■ TASK DETAILS: Repeat verbatim every line of the material, beginning at the line that holds "black shorts, where" and ending at its last line.

■ DATA EXTRACT:
============
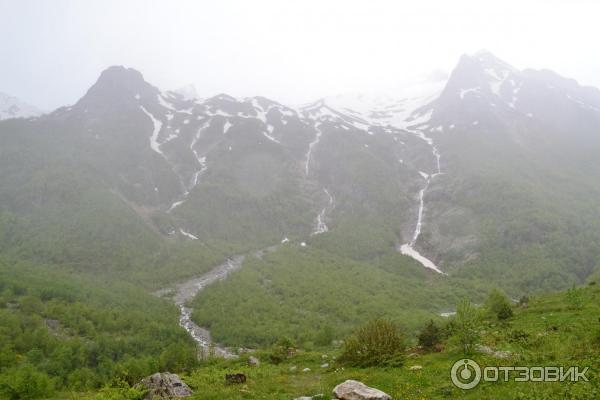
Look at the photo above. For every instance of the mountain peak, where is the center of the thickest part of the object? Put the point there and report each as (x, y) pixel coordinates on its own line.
(12, 107)
(116, 86)
(187, 92)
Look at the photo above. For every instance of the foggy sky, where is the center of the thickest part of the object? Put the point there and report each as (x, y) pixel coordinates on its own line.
(52, 51)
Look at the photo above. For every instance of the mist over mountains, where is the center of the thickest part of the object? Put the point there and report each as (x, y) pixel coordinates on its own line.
(493, 159)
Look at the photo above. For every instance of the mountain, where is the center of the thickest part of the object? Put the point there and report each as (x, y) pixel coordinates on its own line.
(11, 107)
(489, 174)
(344, 209)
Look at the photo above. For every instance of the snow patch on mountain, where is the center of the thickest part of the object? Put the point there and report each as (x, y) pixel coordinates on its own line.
(12, 107)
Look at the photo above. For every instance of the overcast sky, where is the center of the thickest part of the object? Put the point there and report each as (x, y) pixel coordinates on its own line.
(52, 51)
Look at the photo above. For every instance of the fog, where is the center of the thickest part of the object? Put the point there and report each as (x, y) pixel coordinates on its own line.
(52, 51)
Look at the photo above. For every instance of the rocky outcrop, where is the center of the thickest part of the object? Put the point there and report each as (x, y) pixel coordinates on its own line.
(355, 390)
(164, 386)
(253, 361)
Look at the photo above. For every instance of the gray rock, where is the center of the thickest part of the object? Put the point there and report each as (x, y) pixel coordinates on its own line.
(494, 353)
(355, 390)
(253, 361)
(164, 386)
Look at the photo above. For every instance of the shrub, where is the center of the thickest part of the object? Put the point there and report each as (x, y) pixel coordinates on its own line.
(25, 382)
(378, 343)
(283, 349)
(498, 305)
(465, 326)
(430, 336)
(575, 298)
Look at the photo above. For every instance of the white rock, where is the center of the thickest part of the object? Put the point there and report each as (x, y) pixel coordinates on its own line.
(355, 390)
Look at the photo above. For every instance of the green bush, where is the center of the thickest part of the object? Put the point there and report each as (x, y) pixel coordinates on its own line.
(25, 382)
(498, 305)
(466, 326)
(430, 336)
(283, 349)
(378, 343)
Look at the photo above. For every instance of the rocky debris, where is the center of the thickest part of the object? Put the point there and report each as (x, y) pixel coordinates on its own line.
(253, 361)
(494, 353)
(164, 385)
(355, 390)
(235, 378)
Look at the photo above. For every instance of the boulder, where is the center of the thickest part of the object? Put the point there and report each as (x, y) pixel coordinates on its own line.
(164, 385)
(253, 361)
(355, 390)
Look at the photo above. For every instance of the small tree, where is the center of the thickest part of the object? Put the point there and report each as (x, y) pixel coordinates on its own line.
(575, 298)
(466, 326)
(378, 343)
(430, 336)
(498, 305)
(284, 348)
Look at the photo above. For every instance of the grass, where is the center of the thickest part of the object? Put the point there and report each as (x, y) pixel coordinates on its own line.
(553, 330)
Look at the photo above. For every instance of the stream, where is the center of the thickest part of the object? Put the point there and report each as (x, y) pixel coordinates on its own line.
(184, 292)
(408, 249)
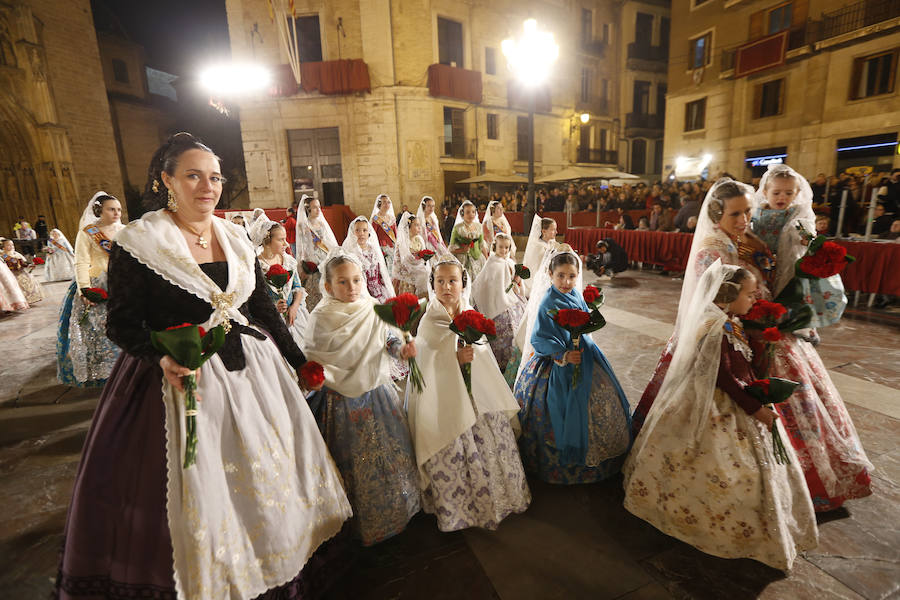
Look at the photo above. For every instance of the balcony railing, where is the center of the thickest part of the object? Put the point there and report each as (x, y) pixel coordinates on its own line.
(856, 16)
(646, 52)
(643, 121)
(597, 156)
(457, 147)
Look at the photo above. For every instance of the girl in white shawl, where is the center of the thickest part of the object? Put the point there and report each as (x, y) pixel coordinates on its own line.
(270, 238)
(314, 241)
(428, 220)
(410, 271)
(469, 466)
(541, 238)
(495, 222)
(492, 296)
(358, 410)
(702, 469)
(60, 258)
(362, 242)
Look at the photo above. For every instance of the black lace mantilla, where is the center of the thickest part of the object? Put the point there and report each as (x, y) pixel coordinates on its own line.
(140, 301)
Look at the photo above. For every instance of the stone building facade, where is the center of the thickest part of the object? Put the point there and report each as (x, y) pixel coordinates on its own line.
(56, 138)
(439, 105)
(808, 82)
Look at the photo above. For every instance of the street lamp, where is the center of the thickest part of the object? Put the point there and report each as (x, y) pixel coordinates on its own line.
(530, 57)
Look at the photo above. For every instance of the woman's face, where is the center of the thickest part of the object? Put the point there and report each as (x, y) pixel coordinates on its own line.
(345, 282)
(736, 216)
(278, 242)
(564, 277)
(549, 233)
(315, 209)
(361, 231)
(780, 192)
(502, 247)
(746, 297)
(448, 284)
(111, 212)
(196, 183)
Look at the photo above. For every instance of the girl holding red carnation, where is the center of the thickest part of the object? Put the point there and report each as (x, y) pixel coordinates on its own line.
(271, 238)
(410, 271)
(506, 308)
(358, 411)
(469, 467)
(570, 434)
(702, 468)
(817, 421)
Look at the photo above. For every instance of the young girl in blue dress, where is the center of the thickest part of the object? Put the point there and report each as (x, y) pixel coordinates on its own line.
(569, 434)
(358, 410)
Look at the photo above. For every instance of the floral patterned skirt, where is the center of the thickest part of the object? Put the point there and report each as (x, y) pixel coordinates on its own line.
(368, 437)
(478, 479)
(84, 355)
(725, 495)
(820, 428)
(608, 427)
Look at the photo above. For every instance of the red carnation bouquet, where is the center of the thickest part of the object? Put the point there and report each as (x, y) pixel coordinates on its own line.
(95, 295)
(190, 346)
(578, 322)
(404, 312)
(471, 326)
(425, 254)
(522, 272)
(773, 390)
(312, 374)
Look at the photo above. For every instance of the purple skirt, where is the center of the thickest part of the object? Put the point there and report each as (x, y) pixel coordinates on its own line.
(116, 541)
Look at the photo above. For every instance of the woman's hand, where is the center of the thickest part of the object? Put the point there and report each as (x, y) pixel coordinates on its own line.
(466, 354)
(766, 416)
(408, 350)
(174, 372)
(573, 357)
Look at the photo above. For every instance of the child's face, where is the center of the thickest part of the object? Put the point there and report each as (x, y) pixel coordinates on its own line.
(448, 284)
(361, 231)
(549, 233)
(746, 297)
(564, 277)
(780, 192)
(345, 282)
(502, 247)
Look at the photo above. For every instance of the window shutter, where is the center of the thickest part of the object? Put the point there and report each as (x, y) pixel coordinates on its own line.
(756, 25)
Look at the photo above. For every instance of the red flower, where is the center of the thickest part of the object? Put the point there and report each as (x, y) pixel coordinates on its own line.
(570, 317)
(828, 260)
(591, 294)
(771, 334)
(763, 309)
(312, 373)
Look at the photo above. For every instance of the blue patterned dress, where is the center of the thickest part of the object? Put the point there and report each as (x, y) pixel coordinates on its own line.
(368, 437)
(593, 418)
(826, 296)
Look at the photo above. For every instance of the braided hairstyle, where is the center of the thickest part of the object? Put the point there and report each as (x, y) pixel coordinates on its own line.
(166, 159)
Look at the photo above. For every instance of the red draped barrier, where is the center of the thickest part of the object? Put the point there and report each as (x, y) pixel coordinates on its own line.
(667, 249)
(876, 269)
(338, 217)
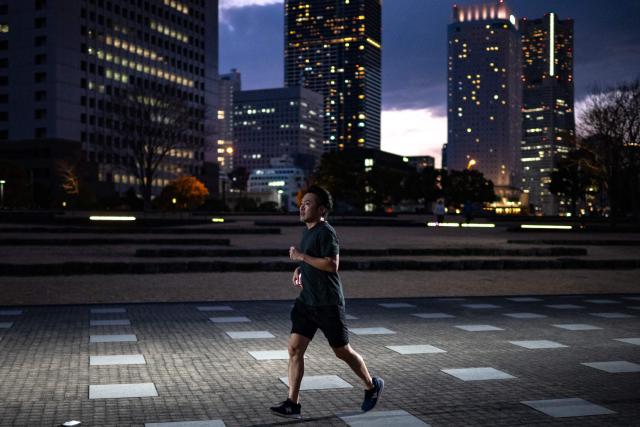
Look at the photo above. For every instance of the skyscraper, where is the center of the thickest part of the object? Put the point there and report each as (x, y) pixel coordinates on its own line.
(485, 93)
(333, 47)
(270, 124)
(547, 114)
(65, 62)
(230, 83)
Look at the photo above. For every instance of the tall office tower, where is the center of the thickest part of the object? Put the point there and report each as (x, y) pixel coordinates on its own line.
(333, 47)
(272, 125)
(64, 64)
(547, 116)
(229, 84)
(485, 94)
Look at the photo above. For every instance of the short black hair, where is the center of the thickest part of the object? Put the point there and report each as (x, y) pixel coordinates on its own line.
(324, 197)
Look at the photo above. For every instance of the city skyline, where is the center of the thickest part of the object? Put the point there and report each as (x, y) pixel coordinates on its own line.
(414, 33)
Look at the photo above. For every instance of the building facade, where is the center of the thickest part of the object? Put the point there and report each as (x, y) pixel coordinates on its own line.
(334, 48)
(282, 183)
(222, 153)
(548, 105)
(272, 123)
(65, 63)
(485, 94)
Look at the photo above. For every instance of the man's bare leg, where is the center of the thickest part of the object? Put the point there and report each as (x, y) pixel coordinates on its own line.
(297, 347)
(355, 362)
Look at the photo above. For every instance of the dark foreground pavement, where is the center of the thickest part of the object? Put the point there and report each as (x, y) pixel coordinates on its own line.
(183, 363)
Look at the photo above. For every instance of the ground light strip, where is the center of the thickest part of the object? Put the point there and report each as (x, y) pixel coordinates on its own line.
(112, 218)
(547, 227)
(455, 224)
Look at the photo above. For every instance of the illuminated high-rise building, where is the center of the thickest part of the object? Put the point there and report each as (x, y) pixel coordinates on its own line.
(485, 94)
(333, 47)
(276, 127)
(548, 113)
(64, 64)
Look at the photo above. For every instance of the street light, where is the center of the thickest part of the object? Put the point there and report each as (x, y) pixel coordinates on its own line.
(2, 182)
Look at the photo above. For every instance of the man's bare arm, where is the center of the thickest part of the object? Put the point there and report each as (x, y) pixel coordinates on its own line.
(328, 264)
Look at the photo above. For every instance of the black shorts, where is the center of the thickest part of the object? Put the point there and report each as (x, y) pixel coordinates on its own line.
(331, 320)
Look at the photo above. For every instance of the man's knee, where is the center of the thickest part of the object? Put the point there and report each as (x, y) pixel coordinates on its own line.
(343, 353)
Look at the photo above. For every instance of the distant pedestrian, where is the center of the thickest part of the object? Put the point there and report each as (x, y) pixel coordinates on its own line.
(320, 304)
(439, 211)
(467, 211)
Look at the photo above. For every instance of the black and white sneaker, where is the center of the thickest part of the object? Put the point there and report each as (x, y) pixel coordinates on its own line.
(287, 409)
(371, 396)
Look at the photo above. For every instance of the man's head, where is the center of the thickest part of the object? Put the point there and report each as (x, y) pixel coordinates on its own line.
(316, 204)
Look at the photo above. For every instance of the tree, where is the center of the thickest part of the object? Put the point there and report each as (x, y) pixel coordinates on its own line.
(575, 174)
(184, 193)
(610, 126)
(425, 186)
(467, 186)
(153, 124)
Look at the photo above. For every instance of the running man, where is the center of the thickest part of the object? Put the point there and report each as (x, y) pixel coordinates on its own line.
(320, 304)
============
■ WORKED ANSWER:
Look at the photo above. For every instance of the black shorts, where is the center of the thickest part of the object? Put the point there and report each as (x, y) pixel coordinates on its own line.
(331, 320)
Look at the photo above. For every instance of the man's knee, where is the center of the thickest part of the object? Put the point there and report each as (x, y) pixel coordinates on its own line.
(343, 353)
Look at the photo above. For every instance of the distant pedestrian, where is the center of the thickest part of the object? Put the point there and report each as (x, y) pixel coordinates on its own line.
(320, 304)
(439, 211)
(467, 211)
Look at the photo above. For every instance of the black and white sneaker, where is the center of the thickest part of the object? Put the point there and report each as (x, y) pixel coordinates on its own line.
(287, 409)
(371, 396)
Look at the photo above. For every instance of the man's head, where is the center of the thickest part of the object? Put the point there and report each as (x, y) pixel coordinates on its own line.
(316, 204)
Look at the photo above. For every instance of the tree, where is the center of the thickest part of the object? Put the point there and report each as (x, y) pixel coordinates on its own line.
(575, 174)
(184, 193)
(610, 126)
(425, 186)
(467, 186)
(153, 124)
Look at the photo above. For every instance of the running man, where is the center of the thickest part of the object? Put the point there and report each as (x, y) pixel coordinates on its own line.
(320, 304)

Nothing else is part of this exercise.